TEXTAUSZUG
Ursprünglich sollte die Zentrale bereits 2015 wieder bezogen werden; durch den Planerwechsel und vorangegangene Unstimmigkeiten ist dieser Termin in weite Ferne gerückt. Seit 2011 hat die IHK Räume in einem Bürogebäude an der Balanstraße angemietet: für monatlich 200 000 Euro, bis 2017 rechnet man mit Mietkosten von gut neun Millionen. Mitte 2018 wird die Miete teurer und nach SZ-Informationen 360 000 Euro im Monat kosten. Die Miete für das Ausweichquartier sind in die kalkulierten Kosten von 72,9 Millionen Euro noch gar nicht eingerechnet.

105 Millionen Euro liegen bereit

Innerhalb der Kammer brodelt es seit Monaten, es mehren sich Stimmen, die den Sinn der teuren Sanierung des Hauses stark anzweifeln. Auch das Zerwürfnis mit dem ehemaligen Generalplaner war offenbar entstanden, weil der Bauausschuss der IHK wichtige und teure Entscheidungen immer wieder nicht treffen wollte. Da für den Bau währenddessen weiter Kosten aufliefen, streitet sich die IHK seit Herbst mit dem Planer, wer diese tragen muss. Noch gibt es keine Einigung, zum Stand der Gespräche will sich die IHK nicht äußern.

DATENAUSZUG
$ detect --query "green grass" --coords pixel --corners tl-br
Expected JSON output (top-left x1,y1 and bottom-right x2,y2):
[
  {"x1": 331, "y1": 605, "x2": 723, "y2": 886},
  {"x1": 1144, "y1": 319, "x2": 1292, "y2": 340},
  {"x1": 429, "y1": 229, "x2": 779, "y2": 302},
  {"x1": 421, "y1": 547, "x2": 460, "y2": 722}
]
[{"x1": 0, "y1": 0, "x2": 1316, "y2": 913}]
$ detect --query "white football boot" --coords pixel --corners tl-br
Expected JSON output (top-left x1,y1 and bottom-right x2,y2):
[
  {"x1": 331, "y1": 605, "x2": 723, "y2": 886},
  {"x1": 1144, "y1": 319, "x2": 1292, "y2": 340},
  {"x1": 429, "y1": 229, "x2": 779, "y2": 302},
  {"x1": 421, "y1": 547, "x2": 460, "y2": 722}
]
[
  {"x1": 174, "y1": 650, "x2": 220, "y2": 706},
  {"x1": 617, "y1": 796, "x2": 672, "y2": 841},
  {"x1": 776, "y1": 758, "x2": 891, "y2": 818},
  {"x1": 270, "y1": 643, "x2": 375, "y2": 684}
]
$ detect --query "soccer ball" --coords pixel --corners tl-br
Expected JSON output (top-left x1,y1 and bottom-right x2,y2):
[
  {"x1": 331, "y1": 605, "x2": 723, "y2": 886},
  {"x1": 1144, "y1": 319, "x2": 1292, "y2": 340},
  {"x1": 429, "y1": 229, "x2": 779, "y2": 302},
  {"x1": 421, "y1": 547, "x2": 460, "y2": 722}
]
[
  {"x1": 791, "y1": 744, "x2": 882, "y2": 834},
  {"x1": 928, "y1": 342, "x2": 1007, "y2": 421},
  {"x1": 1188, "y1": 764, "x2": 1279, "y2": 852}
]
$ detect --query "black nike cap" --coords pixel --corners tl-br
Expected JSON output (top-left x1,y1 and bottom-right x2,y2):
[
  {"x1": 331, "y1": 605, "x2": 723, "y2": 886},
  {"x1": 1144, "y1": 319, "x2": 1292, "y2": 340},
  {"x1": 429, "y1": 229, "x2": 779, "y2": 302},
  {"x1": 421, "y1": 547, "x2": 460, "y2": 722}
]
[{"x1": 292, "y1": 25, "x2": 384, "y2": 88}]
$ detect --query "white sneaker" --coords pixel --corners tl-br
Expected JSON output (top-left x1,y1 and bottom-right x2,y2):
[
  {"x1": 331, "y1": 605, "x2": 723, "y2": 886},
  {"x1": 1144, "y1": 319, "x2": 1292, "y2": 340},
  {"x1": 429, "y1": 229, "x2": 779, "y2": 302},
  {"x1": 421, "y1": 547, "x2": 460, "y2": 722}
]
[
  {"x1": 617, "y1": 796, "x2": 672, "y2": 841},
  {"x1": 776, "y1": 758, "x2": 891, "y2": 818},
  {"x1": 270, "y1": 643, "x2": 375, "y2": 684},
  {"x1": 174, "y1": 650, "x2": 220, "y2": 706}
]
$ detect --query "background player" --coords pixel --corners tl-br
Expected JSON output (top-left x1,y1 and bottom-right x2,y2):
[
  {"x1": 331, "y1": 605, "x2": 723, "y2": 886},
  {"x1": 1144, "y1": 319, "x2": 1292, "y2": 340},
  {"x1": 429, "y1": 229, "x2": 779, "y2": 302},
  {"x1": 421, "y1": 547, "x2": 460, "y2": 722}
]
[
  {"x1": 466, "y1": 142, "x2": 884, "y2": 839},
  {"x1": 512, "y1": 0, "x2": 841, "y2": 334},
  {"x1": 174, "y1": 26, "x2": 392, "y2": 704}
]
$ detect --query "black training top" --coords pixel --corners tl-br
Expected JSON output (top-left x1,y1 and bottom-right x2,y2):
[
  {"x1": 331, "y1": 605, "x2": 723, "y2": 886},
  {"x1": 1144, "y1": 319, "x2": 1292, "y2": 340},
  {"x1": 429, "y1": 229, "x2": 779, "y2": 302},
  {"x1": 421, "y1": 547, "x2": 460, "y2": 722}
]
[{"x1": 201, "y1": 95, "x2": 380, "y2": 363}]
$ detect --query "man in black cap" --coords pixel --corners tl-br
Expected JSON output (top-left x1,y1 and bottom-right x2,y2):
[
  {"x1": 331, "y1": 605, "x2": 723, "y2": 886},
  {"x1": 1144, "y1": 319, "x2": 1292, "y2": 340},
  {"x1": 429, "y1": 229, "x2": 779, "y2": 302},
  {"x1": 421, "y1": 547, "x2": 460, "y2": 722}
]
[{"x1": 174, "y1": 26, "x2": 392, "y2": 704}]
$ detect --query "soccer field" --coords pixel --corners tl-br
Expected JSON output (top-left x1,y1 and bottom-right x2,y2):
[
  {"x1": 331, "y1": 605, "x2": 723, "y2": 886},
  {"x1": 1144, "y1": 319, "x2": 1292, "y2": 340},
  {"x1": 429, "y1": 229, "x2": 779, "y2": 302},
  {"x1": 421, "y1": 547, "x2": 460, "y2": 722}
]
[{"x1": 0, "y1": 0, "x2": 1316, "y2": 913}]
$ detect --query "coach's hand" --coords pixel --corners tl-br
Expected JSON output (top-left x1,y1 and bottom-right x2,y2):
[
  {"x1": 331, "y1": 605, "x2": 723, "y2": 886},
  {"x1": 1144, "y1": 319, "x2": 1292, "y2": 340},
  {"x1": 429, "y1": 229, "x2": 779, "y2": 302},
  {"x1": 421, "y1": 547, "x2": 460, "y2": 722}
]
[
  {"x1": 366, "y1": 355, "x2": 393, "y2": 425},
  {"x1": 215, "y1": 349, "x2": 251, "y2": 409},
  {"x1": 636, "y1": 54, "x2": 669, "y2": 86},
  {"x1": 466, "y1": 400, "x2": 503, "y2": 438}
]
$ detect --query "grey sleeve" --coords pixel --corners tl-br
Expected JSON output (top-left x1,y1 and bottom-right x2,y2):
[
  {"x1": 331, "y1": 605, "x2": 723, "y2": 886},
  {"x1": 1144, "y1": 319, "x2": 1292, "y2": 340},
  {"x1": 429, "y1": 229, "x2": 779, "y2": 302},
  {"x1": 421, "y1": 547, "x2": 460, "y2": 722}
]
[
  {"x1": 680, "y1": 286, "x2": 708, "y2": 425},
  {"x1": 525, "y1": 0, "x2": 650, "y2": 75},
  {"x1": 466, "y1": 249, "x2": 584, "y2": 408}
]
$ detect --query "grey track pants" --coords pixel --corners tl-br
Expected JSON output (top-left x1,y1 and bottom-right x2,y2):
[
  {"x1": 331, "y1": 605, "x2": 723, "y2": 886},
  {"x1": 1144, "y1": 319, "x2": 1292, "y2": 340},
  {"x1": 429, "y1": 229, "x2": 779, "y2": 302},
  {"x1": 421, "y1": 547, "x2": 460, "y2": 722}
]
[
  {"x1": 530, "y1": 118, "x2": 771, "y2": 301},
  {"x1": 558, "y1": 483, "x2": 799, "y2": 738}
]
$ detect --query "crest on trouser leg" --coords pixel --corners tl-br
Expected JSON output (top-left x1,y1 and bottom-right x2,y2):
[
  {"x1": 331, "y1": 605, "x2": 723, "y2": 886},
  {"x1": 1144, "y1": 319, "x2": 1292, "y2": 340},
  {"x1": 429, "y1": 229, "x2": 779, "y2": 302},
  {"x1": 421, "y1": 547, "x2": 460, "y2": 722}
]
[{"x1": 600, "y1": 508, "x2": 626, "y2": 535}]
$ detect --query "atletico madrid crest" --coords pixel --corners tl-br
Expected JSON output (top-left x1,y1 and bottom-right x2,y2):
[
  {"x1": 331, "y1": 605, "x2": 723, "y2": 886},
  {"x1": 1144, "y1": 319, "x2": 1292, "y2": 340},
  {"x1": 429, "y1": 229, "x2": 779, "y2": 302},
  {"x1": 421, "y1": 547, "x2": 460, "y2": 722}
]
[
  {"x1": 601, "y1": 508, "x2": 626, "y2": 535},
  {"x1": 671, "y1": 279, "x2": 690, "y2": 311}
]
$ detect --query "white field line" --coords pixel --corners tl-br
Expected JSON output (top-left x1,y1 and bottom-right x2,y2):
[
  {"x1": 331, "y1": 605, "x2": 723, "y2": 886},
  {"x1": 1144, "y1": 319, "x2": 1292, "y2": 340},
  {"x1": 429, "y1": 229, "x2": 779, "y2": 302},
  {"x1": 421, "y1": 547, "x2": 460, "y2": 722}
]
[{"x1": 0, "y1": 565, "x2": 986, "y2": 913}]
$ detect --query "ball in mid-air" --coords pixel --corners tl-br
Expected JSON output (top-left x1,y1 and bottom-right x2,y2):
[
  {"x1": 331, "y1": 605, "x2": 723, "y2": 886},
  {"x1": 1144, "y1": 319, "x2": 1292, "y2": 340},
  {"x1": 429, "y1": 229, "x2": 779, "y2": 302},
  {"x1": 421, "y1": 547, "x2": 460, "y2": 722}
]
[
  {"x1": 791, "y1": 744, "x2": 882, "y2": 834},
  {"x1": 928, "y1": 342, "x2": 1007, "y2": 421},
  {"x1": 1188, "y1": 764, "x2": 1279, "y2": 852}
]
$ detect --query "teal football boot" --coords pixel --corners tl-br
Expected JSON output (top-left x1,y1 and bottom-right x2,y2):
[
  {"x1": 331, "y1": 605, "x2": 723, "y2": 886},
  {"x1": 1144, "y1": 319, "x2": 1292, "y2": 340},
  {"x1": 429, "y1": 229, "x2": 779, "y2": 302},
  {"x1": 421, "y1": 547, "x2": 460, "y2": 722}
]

AUFGABE 1
Seit welchem Jahr hat die IHK laut dem Textauszug über die Sanierung ihrer Zentrale Räume an der Balanstraße angemietet?
AUFGABE 2
Prüfen Sie, ob die folgenden Aussagen mit dem Textauszug über die Sanierung der IHK-Zentrale übereinstimmen, und belegen Sie jede Entscheidung mit einem wörtlichen Zitat: (a) Nach SZ-Informationen soll die Miete ab Mitte 2018 monatlich 360 000 Euro betragen. (b) Die IHK hat sich mit dem ehemaligen Planer bereits über die aufgelaufenen Kosten geeinigt. (c) Ursprünglich war vorgesehen, die Zentrale schon 2015 wieder zu beziehen.
AUFGABE 3
Setzen Sie den Textauszug über die Sanierung der IHK-Zentrale im Anschluss an seinen letzten Satz fort.
Die Datensätze sind eigenständiges Material und gehören nicht zum Textauszug.

ANTWORT 1
Seit 2011.

ANTWORT 2
(a) Ja: „Mitte 2018 wird die Miete teurer und nach SZ-Informationen 360 000 Euro im Monat kosten.“
(b) Nein: „Noch gibt es keine Einigung“
(c) Ja: „Ursprünglich sollte die Zentrale bereits 2015 wieder bezogen werden“

ANTWORT 3
Nachdem deren Führungsspitze immer wieder betont hatte, dass die Sanierung in jedem Fall aus den Rücklagen gestemmt und die einkalkulierten Kosten keinesfalls überschritten würden, sind inzwischen vorsichtigere Töne zu hören. Etwa in einer E-Mail, die IHK-Hauptgeschäftsführer Peter Driessen kurz vor Ostern an alle Mitarbeiter verschickte: Gemeinsam mit Präsident Eberhard Sasse hoffe er, "dass unser Projekt jetzt wieder Fahrt aufnimmt". Eine "Aktualisierung des Zeitplans und der Kostenberechnung" könne erst erfolgen, wenn sich das Büro Anderhalten Architekten umfassend eingearbeitet, die Pläne bewertet, ergänzt und korrigiert habe.

Insider hatten bereits im Herbst von mindestens 100 Millionen Euro an Sanierungskosten gesprochen, was die IHK bislang bestritten hat. Dass diese aus den eigens geschaffenen Rücklagen beglichen werden, hat die IHK-Vollversammlung beschlossen, die 382 000 Mitglieder vertritt. In der Kammer sind alle oberbayerischen Betriebe, mit Ausnahme des Handwerks, zwangsweise Mitglied.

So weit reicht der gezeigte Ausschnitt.